▸ Written instruction: Reproduce each of the lines word for word.
start Extracted entries
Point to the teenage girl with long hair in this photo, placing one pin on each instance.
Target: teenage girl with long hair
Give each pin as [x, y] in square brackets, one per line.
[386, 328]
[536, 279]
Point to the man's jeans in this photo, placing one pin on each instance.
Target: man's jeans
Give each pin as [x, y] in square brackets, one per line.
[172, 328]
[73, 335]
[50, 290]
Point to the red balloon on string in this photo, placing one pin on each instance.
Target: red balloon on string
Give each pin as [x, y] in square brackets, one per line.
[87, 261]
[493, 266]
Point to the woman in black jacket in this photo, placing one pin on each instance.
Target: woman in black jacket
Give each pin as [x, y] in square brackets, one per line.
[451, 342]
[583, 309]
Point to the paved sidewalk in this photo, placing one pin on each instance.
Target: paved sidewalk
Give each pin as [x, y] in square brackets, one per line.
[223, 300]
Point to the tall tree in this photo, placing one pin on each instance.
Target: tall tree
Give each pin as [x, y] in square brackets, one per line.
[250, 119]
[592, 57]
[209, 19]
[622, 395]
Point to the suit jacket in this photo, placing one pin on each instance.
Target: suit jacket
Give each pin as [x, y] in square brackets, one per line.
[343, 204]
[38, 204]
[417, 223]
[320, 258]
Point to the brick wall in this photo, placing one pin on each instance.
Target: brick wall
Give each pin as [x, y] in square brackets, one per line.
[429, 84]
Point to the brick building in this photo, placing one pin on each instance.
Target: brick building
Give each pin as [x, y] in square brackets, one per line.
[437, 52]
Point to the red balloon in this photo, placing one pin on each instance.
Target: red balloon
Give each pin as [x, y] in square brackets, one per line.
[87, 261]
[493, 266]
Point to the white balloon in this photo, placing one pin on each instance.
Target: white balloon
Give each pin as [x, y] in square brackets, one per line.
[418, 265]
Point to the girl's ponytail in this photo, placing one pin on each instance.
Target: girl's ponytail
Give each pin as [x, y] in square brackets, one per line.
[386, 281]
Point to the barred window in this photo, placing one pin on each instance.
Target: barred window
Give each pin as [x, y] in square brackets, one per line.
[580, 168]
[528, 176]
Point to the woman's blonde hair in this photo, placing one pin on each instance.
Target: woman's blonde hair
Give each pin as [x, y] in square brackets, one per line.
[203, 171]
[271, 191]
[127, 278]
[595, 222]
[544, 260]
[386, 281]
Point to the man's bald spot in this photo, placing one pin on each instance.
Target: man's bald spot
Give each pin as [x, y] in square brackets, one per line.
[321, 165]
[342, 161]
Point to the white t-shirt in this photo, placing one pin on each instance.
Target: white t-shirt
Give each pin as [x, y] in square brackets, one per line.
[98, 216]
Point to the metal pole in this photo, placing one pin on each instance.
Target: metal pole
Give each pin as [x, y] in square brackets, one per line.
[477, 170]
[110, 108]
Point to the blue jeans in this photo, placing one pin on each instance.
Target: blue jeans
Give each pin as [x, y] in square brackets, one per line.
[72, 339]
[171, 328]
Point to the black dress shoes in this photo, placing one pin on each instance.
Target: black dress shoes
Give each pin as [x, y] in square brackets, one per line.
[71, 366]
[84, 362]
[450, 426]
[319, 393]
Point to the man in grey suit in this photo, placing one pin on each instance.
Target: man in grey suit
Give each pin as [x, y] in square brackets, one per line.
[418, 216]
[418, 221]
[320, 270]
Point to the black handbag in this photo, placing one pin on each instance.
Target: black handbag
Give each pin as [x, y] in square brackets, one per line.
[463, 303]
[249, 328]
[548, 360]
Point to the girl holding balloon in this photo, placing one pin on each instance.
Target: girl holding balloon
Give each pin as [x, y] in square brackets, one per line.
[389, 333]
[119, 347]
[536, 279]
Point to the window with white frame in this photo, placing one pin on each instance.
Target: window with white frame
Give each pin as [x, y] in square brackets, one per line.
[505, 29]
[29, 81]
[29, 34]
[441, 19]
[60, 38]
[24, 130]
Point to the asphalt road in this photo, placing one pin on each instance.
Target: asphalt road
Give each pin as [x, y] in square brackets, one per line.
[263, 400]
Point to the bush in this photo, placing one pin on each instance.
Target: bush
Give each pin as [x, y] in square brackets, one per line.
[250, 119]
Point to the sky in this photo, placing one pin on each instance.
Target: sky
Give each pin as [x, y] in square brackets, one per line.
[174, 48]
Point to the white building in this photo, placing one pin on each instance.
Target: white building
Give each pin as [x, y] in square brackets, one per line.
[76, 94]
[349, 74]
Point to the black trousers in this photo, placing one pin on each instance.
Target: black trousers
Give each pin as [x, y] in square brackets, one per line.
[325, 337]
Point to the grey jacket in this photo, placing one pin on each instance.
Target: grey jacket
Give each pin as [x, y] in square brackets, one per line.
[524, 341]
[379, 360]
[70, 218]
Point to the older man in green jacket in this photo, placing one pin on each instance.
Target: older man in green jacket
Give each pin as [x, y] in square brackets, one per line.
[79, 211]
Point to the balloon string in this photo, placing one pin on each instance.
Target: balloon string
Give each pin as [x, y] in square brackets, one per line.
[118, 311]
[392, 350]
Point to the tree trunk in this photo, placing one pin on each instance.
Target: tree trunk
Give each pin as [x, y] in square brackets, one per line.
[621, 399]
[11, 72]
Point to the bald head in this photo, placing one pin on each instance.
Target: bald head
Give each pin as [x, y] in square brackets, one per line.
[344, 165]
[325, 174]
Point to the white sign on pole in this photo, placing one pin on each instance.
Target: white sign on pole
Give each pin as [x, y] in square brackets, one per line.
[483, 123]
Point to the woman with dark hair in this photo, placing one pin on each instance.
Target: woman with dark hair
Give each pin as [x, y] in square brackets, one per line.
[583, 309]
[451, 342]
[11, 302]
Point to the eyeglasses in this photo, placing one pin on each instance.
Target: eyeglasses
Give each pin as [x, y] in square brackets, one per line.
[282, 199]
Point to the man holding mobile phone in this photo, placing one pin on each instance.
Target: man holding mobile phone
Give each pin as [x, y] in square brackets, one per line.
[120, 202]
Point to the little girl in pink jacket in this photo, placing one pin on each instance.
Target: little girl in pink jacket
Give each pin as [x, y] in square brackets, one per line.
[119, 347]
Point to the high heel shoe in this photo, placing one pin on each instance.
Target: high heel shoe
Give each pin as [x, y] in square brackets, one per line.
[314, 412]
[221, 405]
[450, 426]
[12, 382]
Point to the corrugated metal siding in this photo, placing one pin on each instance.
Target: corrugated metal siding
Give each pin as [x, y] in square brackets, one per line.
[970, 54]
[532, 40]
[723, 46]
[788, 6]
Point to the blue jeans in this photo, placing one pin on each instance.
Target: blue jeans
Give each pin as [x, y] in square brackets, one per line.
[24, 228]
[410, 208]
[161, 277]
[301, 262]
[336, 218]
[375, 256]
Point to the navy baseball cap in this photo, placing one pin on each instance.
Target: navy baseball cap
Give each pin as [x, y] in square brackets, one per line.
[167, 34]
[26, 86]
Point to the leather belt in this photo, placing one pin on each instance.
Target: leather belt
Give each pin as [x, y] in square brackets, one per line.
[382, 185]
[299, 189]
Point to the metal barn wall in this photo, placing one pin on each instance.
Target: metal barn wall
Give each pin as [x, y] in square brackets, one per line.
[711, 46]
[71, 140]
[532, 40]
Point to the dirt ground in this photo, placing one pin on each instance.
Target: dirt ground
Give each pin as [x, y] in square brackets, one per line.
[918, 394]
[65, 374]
end Extracted entries
▸ Written answer:
Point to the teenage girl with long hair in this photo, placing one pin on each instance.
Target: teenage girl with long hair
Give each pin as [x, y] in square brackets, one per line.
[386, 328]
[536, 279]
Point to the man's jeans in this photo, placing one pin on each instance.
Target: man's jeans
Give each pin as [x, y] in square brackets, one per line.
[172, 328]
[73, 335]
[50, 290]
Point to the red balloon on string in this photo, placing one pin on each instance.
Target: red balloon on string
Give each pin as [x, y] in square brackets, one per line.
[87, 261]
[493, 266]
Point to the woman in black jacket in this photo, placing one pin on each instance.
Target: woman in black jacket
Give each pin as [x, y] in square brackets, one per line.
[451, 342]
[583, 309]
Point to the paved sidewalk in this photo, placing one pin on each instance.
Target: paved sidewalk
Give each pin as [x, y] in square brackets, one per line.
[223, 300]
Point to the tall tree in this photo, placing one pin on each instance.
Target: tall tree
Give each pin as [x, y] in square brackets, one per line.
[250, 119]
[592, 57]
[209, 19]
[622, 395]
Point to the suit jacket in this photo, placing one pin on each instance.
Target: suit jacket
Give each pin as [x, y] in square brackets, one per line.
[343, 204]
[38, 204]
[417, 223]
[320, 258]
Point to the brick wall in this photo, placing one pin on each instance.
Target: brick wall
Give each pin as [x, y] in square brackets, one per line.
[429, 84]
Point to the brick building in this photo, placing one pin on each instance.
Target: brick building
Give each pin as [x, y] in square brackets, one per line.
[437, 52]
Point to the red balloon in this photo, placing one pin on each instance.
Target: red balloon
Give each pin as [x, y] in square brackets, one per line.
[87, 261]
[493, 266]
Point to the white balloon in this photo, placing one pin on each instance.
Target: white balloon
Give each pin as [x, y] in square brackets, one per line.
[418, 265]
Point to the girl's ponytail in this photo, placing one pin on each instance.
Target: girl's ponytail
Give each pin as [x, y] in square brackets, one per line.
[386, 281]
Point to the barred window in this photo, placing one pin on each instance.
Target: barred window
Give each pin as [x, y] in square brackets, one per line.
[580, 168]
[528, 176]
Point to the woman's blonde hair in this photo, placing one pin on each instance.
Target: woman's blonde hair
Give each pin as [x, y] in square brackets, one per line.
[203, 171]
[271, 191]
[127, 278]
[595, 222]
[544, 260]
[386, 281]
Point to the man's bald spot in this photo, placing one pin on each instance.
Target: man's bald spot
Give each pin as [x, y] in square brackets, one per line.
[321, 165]
[342, 161]
Point to the white t-shirt in this photo, placing one pin on each instance.
Target: white t-shirt
Give each pin as [x, y] in square brackets, one per line.
[98, 216]
Point to the metal pole in this photo, placing one pin on each instance.
Target: metal pole
Give each pin as [x, y] in square brackets, one per line.
[477, 170]
[110, 108]
Point to the blue jeans in this photo, placing one pin on each instance.
Target: blue jeans
Give each pin as [x, y] in square brackets, one per line.
[72, 339]
[171, 328]
Point to the black dress shoes in this photo, placing one pin on each instance.
Target: black dress shoes
Give each pin as [x, y] in square brackets, one per line.
[71, 366]
[84, 362]
[450, 426]
[319, 393]
Point to the man in grey suit in this photo, placing one pin on each instance.
Target: man in grey suit
Give each pin as [x, y] in square brackets, one per line.
[418, 216]
[418, 221]
[320, 270]
Point to the black handbag in this photo, placing one pin on each instance.
Target: black handbag
Give each pin as [x, y] in square brackets, one per line.
[463, 303]
[249, 328]
[548, 360]
Point to the girl holding balloon in this photo, placing one pin on each instance.
Target: girl holding balloon
Give each pin as [x, y] in square brackets, one per line.
[389, 333]
[119, 347]
[536, 279]
Point to the window with white frame in this photo, placing one pin on each instance.
Target: window with white frame
Give each pin as [x, y] in square brackets, one per line.
[505, 29]
[29, 81]
[29, 34]
[441, 19]
[60, 38]
[24, 130]
Point to the asphalt road in this photo, placing one pin on each instance.
Target: asphalt road
Give each pin as [x, y] in square brackets, one per line.
[263, 400]
Point to the bush in this photo, placing one pin on each instance.
Target: bush
Give each pin as [x, y] in square brackets, one per line.
[250, 119]
Point to the sky in this photo, placing one pin on each instance.
Target: sky
Give each pin as [x, y] in square brackets, one per line.
[174, 48]
Point to the white building in this photo, placing one pin on each instance.
Target: white building
Give each pin as [x, y] in square brackets, one per line.
[76, 94]
[349, 74]
Point to the black trousers in this photo, placing one pin on each instance.
Target: black trousers
Give each pin as [x, y] in square brackets, one per line.
[325, 337]
Point to the grey jacket in this photo, placing one pin on each instance.
Target: grey jacket
Give each pin as [x, y] in square brackets, one per line.
[524, 341]
[379, 360]
[70, 218]
Point to the older man in green jacket in this photo, placing one pin on each instance.
Target: older man in green jacket
Give each pin as [x, y] in square brackets, one per line.
[79, 211]
Point to the balloon string in this photo, placing one pin on each instance.
Target: balloon string
Give each pin as [x, y] in square brackets, one per line.
[118, 311]
[392, 350]
Point to the tree trunk in this photo, placing one pin on each instance.
Target: tree trunk
Give each pin as [x, y] in square brackets, one per line.
[621, 399]
[11, 72]
Point to the bald head in this photo, placing one pin on each instance.
Target: bald head
Give each pin as [x, y] in square brackets, one per line.
[344, 165]
[325, 174]
Point to the white sign on pole in this photo, placing one pin on each instance.
Target: white sign on pole
Give each pin as [x, y] in square brackets, one per line.
[483, 123]
Point to the woman with dark hair in this photo, placing one pin on each instance.
Target: woman with dark hair
Give each pin as [x, y] in square brackets, one per line.
[583, 309]
[451, 342]
[11, 302]
Point to the eyeglasses in this photo, placing one pin on each instance.
Target: eyeglasses
Give each pin as [x, y] in square brackets, one per line.
[282, 199]
Point to the man holding mobile phone in this photo, placing one pin on each instance.
Target: man holding mobile phone
Give each pin as [x, y] in square brackets, one per line.
[120, 202]
Point to the little girl in pink jacket in this photo, placing one pin on each instance.
Target: little girl in pink jacket
Give each pin as [x, y] in square brackets, one per line.
[119, 347]
Point to the high heel shoe in this photo, placing one pin on each instance.
Target: high heel shoe
Give each pin as [x, y] in square brackets, one per line.
[314, 412]
[221, 405]
[450, 426]
[12, 382]
Point to the corrugated metal siding in this photo, placing one pin on each instance.
Target: corrugated metal siding
Give each pin as [x, y] in square brackets, one per line.
[970, 54]
[532, 40]
[723, 46]
[788, 6]
Point to the blue jeans in this photo, placing one pin on each instance.
Target: blue jeans
Give each pin as [x, y] in square brackets, one per line.
[24, 228]
[410, 208]
[161, 277]
[301, 262]
[336, 218]
[375, 256]
Point to the navy baseball cap in this photo, placing one pin on each instance.
Target: navy baseball cap
Give each pin as [x, y] in square brackets, one per line.
[167, 34]
[26, 86]
Point to the leather belt in this photo, placing one pin on each instance.
Target: leather belt
Give each pin as [x, y] in square brackets, one per line.
[382, 185]
[299, 189]
Point to the metal barn wall in this photo, placing one pin on each instance.
Target: metal barn wall
Give each pin as [x, y] in square brackets, one per line.
[711, 46]
[71, 140]
[532, 40]
Point to the dirt ground in this photo, placing one pin on each instance.
Target: dirt ground
Give each pin as [x, y] in square brackets, one per line.
[918, 394]
[65, 374]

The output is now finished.